--- Start of Supplied text ---

If the restructuring of the learning and skills councils means that they are designed to be more responsive to employer, business and local demands, what specific interface will the new bodies have in terms of the constitution of the new bodies? What are the structural relationships?

The regulations enable each regulatory council to appoint,

Perhaps the Minister can elaborate on what “fit to act” means. Can she say how many employees, both full-time and part-time, are currently working for the regional councils? Can she also say what roles the sector skills councils will have? There is no mention of them in these regulations. Finally, can the Minister say whether the national apprenticeship service will have a relationship with these new bodies?

Baroness Morgan of Drefelin: Once again, I thank noble Lords for taking part in this important discussion and for their warm welcome for these regulations. I think that I speak on behalf of the Government if I say that sometimes the Government feel that the accountability is pretty far-reaching, probing and challenging. However, it is extremely important, and I am glad that the noble Baroness, Lady Sharp, concurs with that. Clearly, the questions that have been asked are not trivial, and I am very happy to deal with them as comprehensively as I can.

My noble friend asked a question about payment, and I think that the noble Baroness, Lady Verma, was also looking for the answer on that. The average wage bill for a regional council is expected to be in the region of £252,000 per annum. That includes a regional director at £125,000, a regional chair—obviously part-time—at £23,000, and 14 regional council members at a total cost of £104,000, but an individual cost of £7,400.

--- End of Supplied text ---
--- Start of Extracted data ---

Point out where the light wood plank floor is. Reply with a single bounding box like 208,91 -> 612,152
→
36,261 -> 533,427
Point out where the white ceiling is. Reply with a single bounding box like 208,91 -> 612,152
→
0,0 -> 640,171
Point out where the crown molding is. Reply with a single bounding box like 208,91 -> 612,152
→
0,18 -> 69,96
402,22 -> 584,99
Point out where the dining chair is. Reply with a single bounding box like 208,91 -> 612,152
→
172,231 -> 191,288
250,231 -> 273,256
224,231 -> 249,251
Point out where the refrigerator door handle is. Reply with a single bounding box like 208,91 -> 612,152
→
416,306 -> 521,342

--- End of Extracted data ---
--- Start of Extracted data ---

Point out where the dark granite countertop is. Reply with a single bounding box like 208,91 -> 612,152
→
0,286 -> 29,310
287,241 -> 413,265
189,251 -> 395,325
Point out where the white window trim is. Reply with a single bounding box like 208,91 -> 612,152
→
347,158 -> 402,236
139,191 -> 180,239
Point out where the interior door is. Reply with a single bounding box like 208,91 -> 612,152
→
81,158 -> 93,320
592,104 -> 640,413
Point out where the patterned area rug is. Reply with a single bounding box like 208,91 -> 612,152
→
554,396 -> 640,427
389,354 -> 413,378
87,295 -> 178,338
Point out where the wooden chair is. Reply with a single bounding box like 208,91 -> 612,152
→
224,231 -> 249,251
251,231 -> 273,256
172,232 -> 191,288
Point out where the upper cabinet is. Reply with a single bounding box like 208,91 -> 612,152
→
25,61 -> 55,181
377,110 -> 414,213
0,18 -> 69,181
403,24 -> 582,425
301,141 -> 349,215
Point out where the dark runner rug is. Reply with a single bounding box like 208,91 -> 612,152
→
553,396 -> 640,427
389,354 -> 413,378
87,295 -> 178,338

--- End of Extracted data ---

Required work -
A - Arrange the part of the entries that opens with the line containing "Point out where the dark granite" and closes with the line containing "592,104 -> 640,413" as a JSON list of strings, one string per line, with blank lines left out.
B - Pick up the debate on the regional council regulations after its last sentence and carry it further.
The debate excerpt and the entries have no connection to each other.

Answer list -
A -
[
  "Point out where the dark granite countertop is. Reply with a single bounding box like 208,91 -> 612,152",
  "→",
  "0,286 -> 29,310",
  "287,241 -> 413,265",
  "189,251 -> 395,325",
  "Point out where the white window trim is. Reply with a single bounding box like 208,91 -> 612,152",
  "→",
  "347,158 -> 402,236",
  "139,191 -> 180,239",
  "Point out where the interior door is. Reply with a single bounding box like 208,91 -> 612,152",
  "→",
  "81,158 -> 93,320",
  "592,104 -> 640,413"
]

B -
6.15 pm

The noble Baroness, Lady Sharp, asked how the membership of the council will be set out. I believe that my noble friend Lord Adonis in Grand Committee on 22 January set out for the record that each regional council will be business-led, drawing employers from priority skill sectors in the region concerned. We expect membership to include a further education college principal and one other provider of work-based learning, a voluntary/community sector provider or school. All regional councils are expected to include a representative of the regional development agency, a trade union member and a member of a local authority. He also said that the Minister had written to Chris Banks, from the Learning and Skills Council, setting out his expectation that each regional council will also include a learner. We expect one or more members to be able to bring a good understanding of higher education, and there should be two observer members, one from Jobcentre Plus and one from the Government. I am happy to repeat that now.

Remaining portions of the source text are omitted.